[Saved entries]

____

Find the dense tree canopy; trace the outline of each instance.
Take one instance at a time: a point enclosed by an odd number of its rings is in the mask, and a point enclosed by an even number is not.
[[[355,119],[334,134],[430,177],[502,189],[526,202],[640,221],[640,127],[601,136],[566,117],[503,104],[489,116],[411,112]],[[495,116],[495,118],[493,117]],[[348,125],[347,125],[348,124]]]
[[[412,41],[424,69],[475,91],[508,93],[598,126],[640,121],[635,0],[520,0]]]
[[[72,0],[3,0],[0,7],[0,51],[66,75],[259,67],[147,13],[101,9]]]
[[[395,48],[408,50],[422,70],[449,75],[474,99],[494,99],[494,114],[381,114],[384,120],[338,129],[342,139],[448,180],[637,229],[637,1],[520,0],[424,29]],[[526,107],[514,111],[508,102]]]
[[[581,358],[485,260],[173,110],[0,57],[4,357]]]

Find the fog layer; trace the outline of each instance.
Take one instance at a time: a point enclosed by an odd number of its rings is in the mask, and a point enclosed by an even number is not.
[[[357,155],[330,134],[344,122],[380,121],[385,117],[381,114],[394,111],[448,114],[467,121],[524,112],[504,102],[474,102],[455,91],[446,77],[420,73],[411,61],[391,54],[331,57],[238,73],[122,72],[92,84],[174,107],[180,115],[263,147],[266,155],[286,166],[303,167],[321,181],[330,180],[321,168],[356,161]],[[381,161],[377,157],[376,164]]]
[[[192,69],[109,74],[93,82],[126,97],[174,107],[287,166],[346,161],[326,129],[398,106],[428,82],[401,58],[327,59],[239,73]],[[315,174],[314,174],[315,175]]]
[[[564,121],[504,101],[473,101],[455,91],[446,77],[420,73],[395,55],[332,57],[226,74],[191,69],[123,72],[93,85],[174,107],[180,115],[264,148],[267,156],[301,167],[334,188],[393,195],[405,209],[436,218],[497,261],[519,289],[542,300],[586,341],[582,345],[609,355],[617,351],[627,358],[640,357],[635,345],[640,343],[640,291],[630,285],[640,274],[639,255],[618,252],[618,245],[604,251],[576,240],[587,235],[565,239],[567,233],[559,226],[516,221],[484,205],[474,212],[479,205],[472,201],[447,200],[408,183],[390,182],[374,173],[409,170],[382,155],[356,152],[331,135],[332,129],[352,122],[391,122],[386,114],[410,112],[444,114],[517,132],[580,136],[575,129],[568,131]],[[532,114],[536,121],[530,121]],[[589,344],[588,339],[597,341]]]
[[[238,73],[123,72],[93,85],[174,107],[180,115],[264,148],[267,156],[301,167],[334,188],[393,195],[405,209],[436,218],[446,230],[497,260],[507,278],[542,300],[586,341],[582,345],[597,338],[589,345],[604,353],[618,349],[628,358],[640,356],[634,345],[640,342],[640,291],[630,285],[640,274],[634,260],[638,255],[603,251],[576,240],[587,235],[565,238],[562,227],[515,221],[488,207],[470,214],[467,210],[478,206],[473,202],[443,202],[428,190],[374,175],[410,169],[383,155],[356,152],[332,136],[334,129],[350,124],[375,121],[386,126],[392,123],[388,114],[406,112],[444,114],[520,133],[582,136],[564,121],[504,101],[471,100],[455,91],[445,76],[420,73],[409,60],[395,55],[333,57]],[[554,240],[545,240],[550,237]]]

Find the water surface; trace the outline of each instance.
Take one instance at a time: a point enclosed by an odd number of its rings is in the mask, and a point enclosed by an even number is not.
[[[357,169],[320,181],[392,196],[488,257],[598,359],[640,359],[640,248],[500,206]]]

____

■ What the task requires
Reproduce the data in full, exactly as presented.

■ Answer to this exercise
Find the dense tree canopy; trace the outline of each instance.
Take one instance at a time: a point enclosed by an odd number of its rings is in the mask, and a point enclosed by an even number is not.
[[[355,119],[334,134],[430,177],[502,189],[526,202],[640,221],[640,127],[601,136],[566,117],[503,104],[489,116],[411,112]],[[495,116],[495,118],[493,117]],[[348,125],[347,125],[348,124]]]
[[[412,41],[424,69],[475,91],[508,93],[598,126],[640,121],[635,0],[520,0]]]
[[[72,0],[3,0],[0,7],[0,51],[66,75],[259,67],[147,13],[101,9]]]
[[[395,48],[408,50],[422,70],[449,75],[474,99],[494,99],[494,114],[381,114],[384,120],[338,129],[342,139],[448,180],[637,229],[637,1],[520,0],[424,29]],[[526,107],[514,111],[508,102]]]
[[[581,358],[485,260],[173,110],[0,57],[4,357]]]

Find the fog layer; trace the outline of each instance.
Take one instance at a time: a point enclosed by an odd number of its rings is in the mask, and a point enclosed by an even number is not.
[[[357,155],[330,134],[344,122],[380,121],[385,117],[381,114],[394,111],[448,114],[467,121],[524,112],[504,102],[474,102],[455,91],[446,77],[420,73],[411,61],[391,54],[331,57],[238,73],[122,72],[92,84],[174,107],[180,115],[263,147],[266,155],[286,166],[303,167],[321,181],[330,180],[321,168],[356,161]],[[381,161],[377,157],[376,164]]]
[[[192,69],[109,74],[93,82],[126,97],[174,107],[287,166],[346,161],[326,129],[398,106],[428,82],[401,58],[327,59],[239,73]],[[315,174],[314,174],[315,175]]]
[[[564,121],[504,101],[473,101],[455,91],[446,77],[420,73],[395,55],[332,57],[226,74],[191,69],[123,72],[93,85],[174,107],[180,115],[264,148],[267,156],[301,167],[334,188],[393,195],[405,209],[436,218],[497,261],[519,289],[542,300],[586,341],[582,345],[609,355],[617,351],[627,358],[640,357],[635,345],[640,343],[640,291],[630,285],[640,274],[639,255],[618,252],[618,245],[604,251],[576,240],[587,235],[565,239],[567,233],[559,226],[516,221],[484,205],[474,212],[479,205],[472,201],[447,200],[408,183],[390,182],[374,173],[409,170],[382,155],[356,152],[331,135],[332,129],[352,122],[391,122],[386,114],[410,112],[444,114],[517,132],[580,136],[575,129],[568,131]],[[532,114],[536,121],[530,121]],[[589,344],[588,339],[597,341]]]
[[[238,73],[123,72],[93,85],[174,107],[180,115],[264,148],[267,156],[301,167],[334,188],[393,195],[405,209],[436,218],[446,230],[497,260],[507,278],[542,300],[586,341],[582,345],[597,338],[589,345],[604,353],[618,349],[628,358],[640,356],[634,345],[640,342],[640,291],[630,285],[640,274],[634,260],[638,255],[603,251],[576,240],[587,235],[565,238],[562,227],[515,221],[488,207],[470,214],[467,210],[478,206],[473,202],[443,202],[428,190],[374,175],[410,169],[383,155],[356,152],[332,136],[334,129],[350,124],[375,121],[386,126],[392,123],[388,114],[406,112],[444,114],[520,133],[582,136],[564,121],[504,101],[471,100],[455,91],[445,76],[420,73],[409,60],[395,55],[333,57]],[[554,240],[545,240],[550,237]]]

Find the water surface; trace the outline of each instance.
Take one instance at a time: a point enclosed by an odd number of its rings is in the mask, and a point enclosed by an even number is not.
[[[357,169],[320,181],[392,196],[488,257],[598,359],[640,359],[640,248],[500,206]]]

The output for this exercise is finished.